Texte à analyser:
━━━━━━━━━━

26/11/2021
FO CH Beauvais
Lettre ouverte remise à Madame Brigitte Bourguigon, Ministre déléguée chargée de l’autonomie des personnes âgées.
Le vendredi 26 Novembre 2021
Madame la Ministre,
Nous ne sommes ni surpris, ni étonnés de votre visite au Centre Hospitalier Simone Veil de Beauvais au regard de la période pré-électorale à venir. En effet, bon nombre de vos prédécesseurs nous ont fait l’honneur de leur présence sans oublier bien évidemment les effets d’annonces qui les accompagnent. Depuis 2003, fameuse année de la canicule qui a emporté beaucoup de nos ainés, le plan Grand Age avait été annoncé à grand renfort de médiatisation par nos dirigeants. Le vieillissement de la population française et l’augmentation de l’espérance de vie semblaient enfin devenir un axe prioritaire en faveur de nos anciens.

━━━━━━━━━━

[Entrées enregistrées]
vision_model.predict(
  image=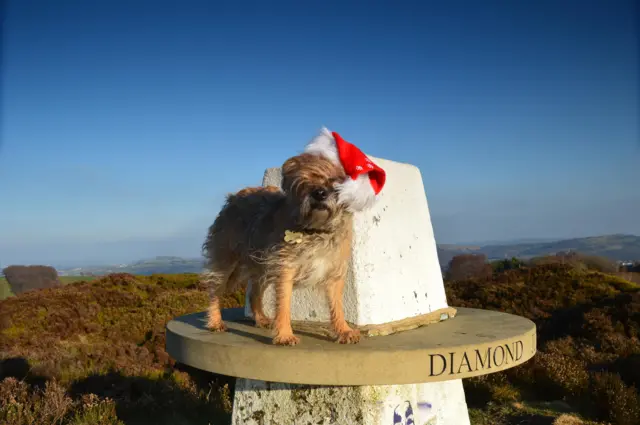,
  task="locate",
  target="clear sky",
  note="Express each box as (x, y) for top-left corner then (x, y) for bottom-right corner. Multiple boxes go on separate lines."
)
(0, 0), (640, 265)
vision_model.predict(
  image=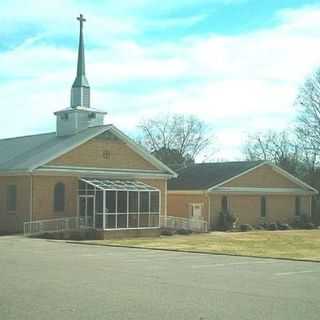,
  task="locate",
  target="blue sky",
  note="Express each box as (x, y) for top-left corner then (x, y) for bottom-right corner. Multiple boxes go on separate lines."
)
(0, 0), (320, 160)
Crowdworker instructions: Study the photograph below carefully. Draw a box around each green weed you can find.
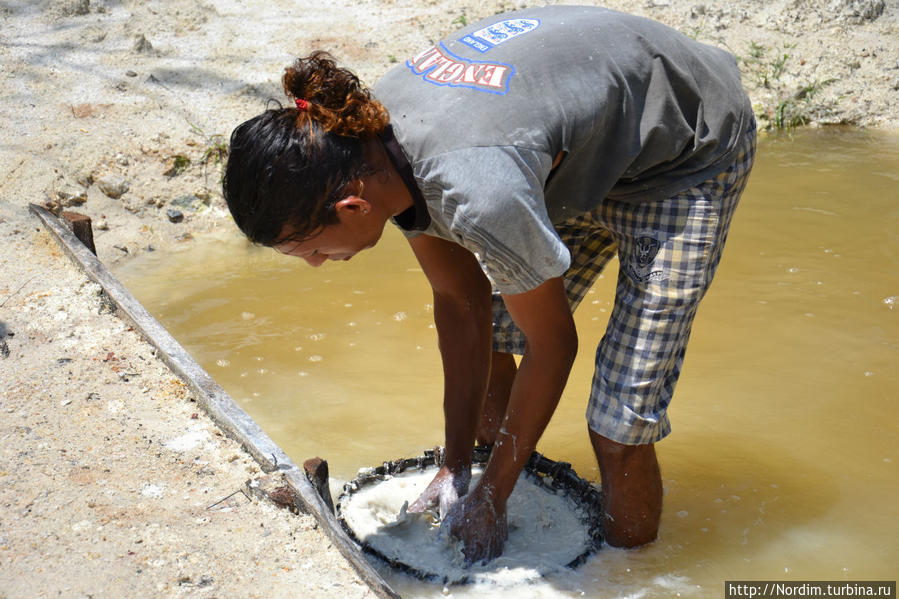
[740,41,836,130]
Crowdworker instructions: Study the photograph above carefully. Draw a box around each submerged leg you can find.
[477,351,517,445]
[590,430,662,547]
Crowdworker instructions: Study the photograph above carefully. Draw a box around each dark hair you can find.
[222,52,390,245]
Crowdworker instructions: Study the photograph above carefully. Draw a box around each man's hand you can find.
[408,466,471,519]
[440,484,509,565]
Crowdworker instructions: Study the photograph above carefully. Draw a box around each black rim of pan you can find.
[337,445,603,584]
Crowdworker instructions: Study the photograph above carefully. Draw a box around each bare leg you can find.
[590,430,662,547]
[477,352,517,445]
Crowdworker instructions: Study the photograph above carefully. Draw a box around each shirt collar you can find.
[381,125,431,231]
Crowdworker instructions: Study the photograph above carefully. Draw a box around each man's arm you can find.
[409,235,493,513]
[444,278,577,562]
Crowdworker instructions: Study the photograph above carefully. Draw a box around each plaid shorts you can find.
[493,127,756,445]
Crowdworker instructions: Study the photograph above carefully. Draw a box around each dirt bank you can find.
[0,0,899,597]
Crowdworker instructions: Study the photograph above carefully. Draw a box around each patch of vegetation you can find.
[739,41,837,131]
[163,154,190,177]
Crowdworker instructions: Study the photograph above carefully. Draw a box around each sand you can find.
[0,0,899,598]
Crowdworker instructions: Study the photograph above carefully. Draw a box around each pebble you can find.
[134,34,153,54]
[97,174,129,200]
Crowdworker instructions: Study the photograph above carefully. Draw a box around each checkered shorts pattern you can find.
[493,127,756,445]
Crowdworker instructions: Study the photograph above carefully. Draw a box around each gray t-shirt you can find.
[374,6,753,293]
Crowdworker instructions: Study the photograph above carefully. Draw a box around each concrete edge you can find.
[28,204,400,599]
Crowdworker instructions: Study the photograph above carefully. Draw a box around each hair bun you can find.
[281,50,390,138]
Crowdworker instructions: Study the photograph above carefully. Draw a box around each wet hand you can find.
[440,485,509,565]
[408,466,471,518]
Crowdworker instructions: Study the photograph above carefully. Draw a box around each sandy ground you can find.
[0,0,899,598]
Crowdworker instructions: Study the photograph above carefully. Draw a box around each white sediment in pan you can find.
[340,469,592,585]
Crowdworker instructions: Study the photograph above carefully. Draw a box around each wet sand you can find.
[0,0,899,597]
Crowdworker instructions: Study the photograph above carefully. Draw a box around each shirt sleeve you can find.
[414,146,571,294]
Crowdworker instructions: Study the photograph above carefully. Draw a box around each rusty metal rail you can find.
[28,204,399,599]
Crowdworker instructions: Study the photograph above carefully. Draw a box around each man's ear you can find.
[334,194,371,216]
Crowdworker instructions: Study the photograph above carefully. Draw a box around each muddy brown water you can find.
[116,130,899,597]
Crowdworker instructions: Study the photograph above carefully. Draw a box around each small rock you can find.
[56,189,87,208]
[169,195,206,212]
[134,33,153,54]
[62,0,91,17]
[78,173,94,187]
[97,174,129,200]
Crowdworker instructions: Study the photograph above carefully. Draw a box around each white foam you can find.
[340,469,591,586]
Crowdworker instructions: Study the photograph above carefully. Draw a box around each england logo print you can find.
[459,19,540,52]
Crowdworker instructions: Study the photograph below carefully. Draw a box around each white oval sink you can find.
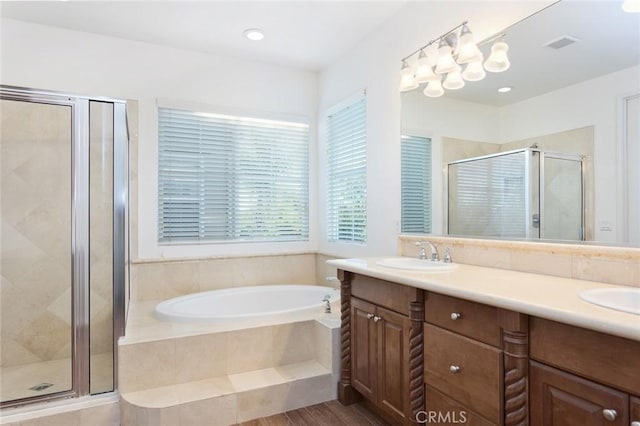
[580,287,640,315]
[376,257,456,272]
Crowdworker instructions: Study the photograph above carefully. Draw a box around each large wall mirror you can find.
[401,1,640,246]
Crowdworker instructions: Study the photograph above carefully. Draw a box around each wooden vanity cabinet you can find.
[424,292,527,425]
[338,271,423,425]
[530,317,640,426]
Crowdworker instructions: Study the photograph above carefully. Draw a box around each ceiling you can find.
[0,0,405,70]
[432,0,640,106]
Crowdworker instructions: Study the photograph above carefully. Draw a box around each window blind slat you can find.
[400,135,431,234]
[327,96,367,243]
[158,108,309,242]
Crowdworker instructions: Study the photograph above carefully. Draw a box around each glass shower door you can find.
[0,99,73,402]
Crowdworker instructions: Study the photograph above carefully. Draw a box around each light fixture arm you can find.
[402,21,469,61]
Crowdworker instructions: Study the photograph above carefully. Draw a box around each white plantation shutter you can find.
[449,152,527,238]
[327,96,367,243]
[400,136,431,234]
[158,108,309,242]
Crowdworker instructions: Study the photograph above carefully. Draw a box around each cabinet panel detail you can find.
[351,298,377,399]
[530,361,629,426]
[428,386,499,426]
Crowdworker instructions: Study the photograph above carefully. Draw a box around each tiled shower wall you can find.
[0,100,71,367]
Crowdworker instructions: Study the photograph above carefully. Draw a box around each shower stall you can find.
[0,86,129,408]
[447,148,585,240]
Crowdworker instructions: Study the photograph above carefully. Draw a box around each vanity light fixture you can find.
[400,22,510,97]
[242,28,264,41]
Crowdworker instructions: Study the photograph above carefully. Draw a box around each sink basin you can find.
[376,257,456,272]
[580,287,640,315]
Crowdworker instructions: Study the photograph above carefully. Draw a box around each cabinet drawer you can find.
[529,361,629,426]
[418,386,497,426]
[529,317,640,395]
[424,292,501,347]
[424,323,503,423]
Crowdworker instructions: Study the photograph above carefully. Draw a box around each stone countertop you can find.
[327,257,640,341]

━━━━━━━━━━

Énoncé 1:
Recopiez le passage de la lettre ouverte qui commence à « Le vendredi 26 » et se termine à « de nos anciens. », en substituant « vague de chaleur » à « canicule ».
Énoncé 2:
Reprenez la lettre ouverte adressée à la ministre après sa dernière phrase et rédigez-en la suite.

Résultat attendu 1:
Le vendredi 26 Novembre 2021
Madame la Ministre,
Nous ne sommes ni surpris, ni étonnés de votre visite au Centre Hospitalier Simone Veil de Beauvais au regard de la période pré-électorale à venir. En effet, bon nombre de vos prédécesseurs nous ont fait l’honneur de leur présence sans oublier bien évidemment les effets d’annonces qui les accompagnent. Depuis 2003, fameuse année de la vague de chaleur qui a emporté beaucoup de nos ainés, le plan Grand Age avait été annoncé à grand renfort de médiatisation par nos dirigeants. Le vieillissement de la population française et l’augmentation de l’espérance de vie semblaient enfin devenir un axe prioritaire en faveur de nos anciens.

Résultat attendu 2:
Mais force est de constater qu’à ce jour, aucune mesure phare n’a été mise en place, ni par les différents gouvernements qui se sont succédés ni d’ailleurs par le vôtre !
Le seul bénéfice que les agents hospitaliers de Beauvais n’ont eu de ce plan, est l’amputation d’une journée de repos (journée locale «fête Jeanne Hachette ») transformée en journée de solidarité, que nous traduisons par « travailler plus pour gagner moins ».
Madame la Ministre, en effet, le constat est amer. Les années passent et se ressemblent. Pourtant l’annonce était alléchante. Les soignants que nous sommes attendent bien plus que des mots. Ils veulent des actes !
Où est passé le « un soignant pour un patient/résident » ? Où sont les moyens financiers annoncés pour pallier au manque de personnel ? A quand l’arrêt du recours à du personnel peu qualifié, sous payé (agent de vie sociale, ASHQ…) ne bénéficiant ni de la NBI, ni de la prime Grand Age, et qui pourtant se dévoue corps et âme pour suppléer voire remplacer leurs collègues aides-soignants quand ceux-ci sont en sous-nombre ?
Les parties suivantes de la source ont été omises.